Every line below from the one with "# test: locate() drops one marker on the jeep" through the one with "# test: locate() drops one marker on the colored" should be retyped exactly, both ends included; no other lines and no pictures.
Start of Provided material
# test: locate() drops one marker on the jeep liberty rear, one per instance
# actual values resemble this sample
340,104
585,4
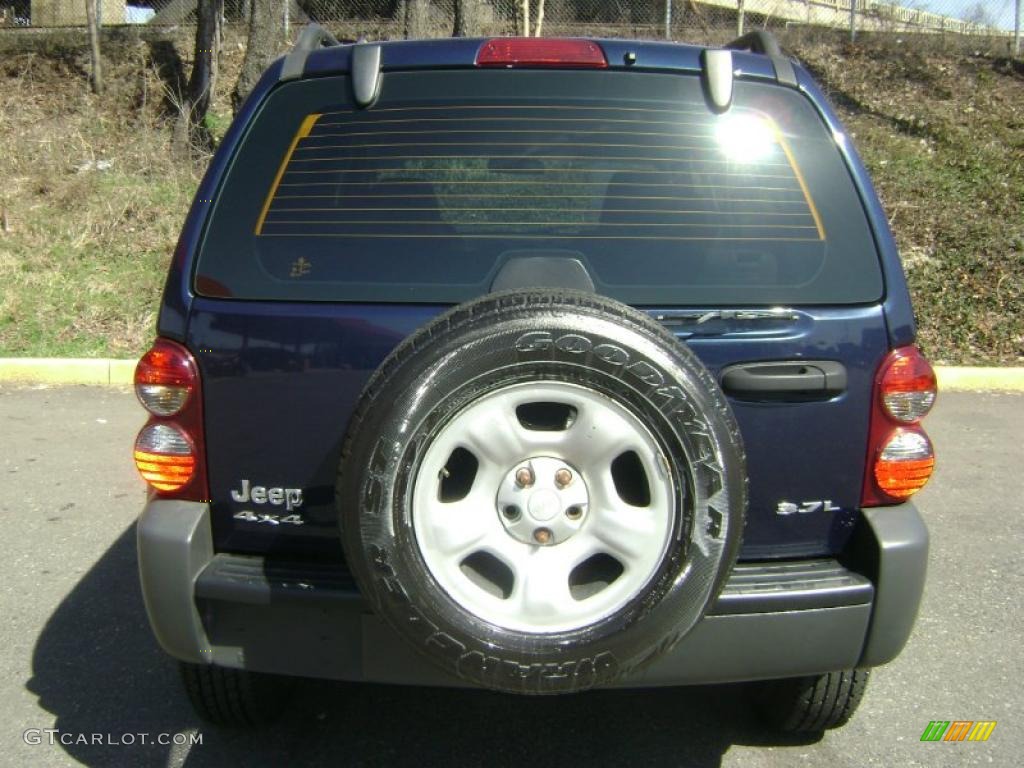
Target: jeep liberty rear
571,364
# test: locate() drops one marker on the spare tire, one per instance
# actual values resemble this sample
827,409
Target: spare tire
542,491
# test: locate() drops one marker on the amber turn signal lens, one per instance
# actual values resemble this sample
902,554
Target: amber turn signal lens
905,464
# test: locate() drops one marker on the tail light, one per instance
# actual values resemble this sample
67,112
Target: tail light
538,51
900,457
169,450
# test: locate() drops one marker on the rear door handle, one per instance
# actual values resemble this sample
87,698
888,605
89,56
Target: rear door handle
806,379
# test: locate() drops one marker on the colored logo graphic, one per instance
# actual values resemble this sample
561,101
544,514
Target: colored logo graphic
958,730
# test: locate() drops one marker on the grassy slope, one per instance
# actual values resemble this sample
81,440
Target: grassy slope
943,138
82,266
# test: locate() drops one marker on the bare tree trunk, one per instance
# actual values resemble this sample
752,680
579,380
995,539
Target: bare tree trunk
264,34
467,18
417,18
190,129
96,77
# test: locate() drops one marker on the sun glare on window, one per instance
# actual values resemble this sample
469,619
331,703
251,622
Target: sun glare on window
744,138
End of Provided material
Start of Provided material
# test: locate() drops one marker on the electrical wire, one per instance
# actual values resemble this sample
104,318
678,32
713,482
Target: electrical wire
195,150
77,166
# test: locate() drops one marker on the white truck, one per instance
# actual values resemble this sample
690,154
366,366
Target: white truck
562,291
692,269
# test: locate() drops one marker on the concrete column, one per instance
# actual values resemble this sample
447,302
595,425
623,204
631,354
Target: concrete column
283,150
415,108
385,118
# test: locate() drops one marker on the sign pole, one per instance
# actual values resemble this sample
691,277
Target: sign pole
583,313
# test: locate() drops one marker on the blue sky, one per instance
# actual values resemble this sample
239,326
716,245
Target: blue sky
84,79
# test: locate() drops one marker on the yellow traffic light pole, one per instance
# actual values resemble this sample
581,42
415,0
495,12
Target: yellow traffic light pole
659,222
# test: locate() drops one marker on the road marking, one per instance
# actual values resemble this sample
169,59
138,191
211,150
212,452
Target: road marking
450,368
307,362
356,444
End of Provided material
Start of Provided material
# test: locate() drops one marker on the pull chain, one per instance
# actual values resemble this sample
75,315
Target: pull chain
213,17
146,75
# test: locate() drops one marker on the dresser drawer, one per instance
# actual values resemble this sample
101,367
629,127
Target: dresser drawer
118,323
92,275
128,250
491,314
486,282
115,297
End of Provided material
* [Your solution]:
# test: locate() drops one marker on the jeep liberty rear, one per instance
# actual values resemble this sample
340,104
585,4
Target: jeep liberty rear
571,364
# test: locate() drops one marker on the spare tire, one per instance
# actual values resemble this sample
827,409
Target: spare tire
542,491
# test: locate() drops one marker on the amber turn signal lens, one per instance
# actual values resemble this sample
902,554
Target: amber turn signal lens
905,464
# test: locate() drops one marker on the tail light, one per instance
# actual values resemble this sample
67,112
Target: tail light
538,51
900,457
169,450
# test: locate() drops one marker on the rear door handle, one per instance
# actual values resemble this sample
87,698
888,605
89,56
Target: rear door handle
806,379
# test: locate() drops one marker on the colored logo graphic, one per instance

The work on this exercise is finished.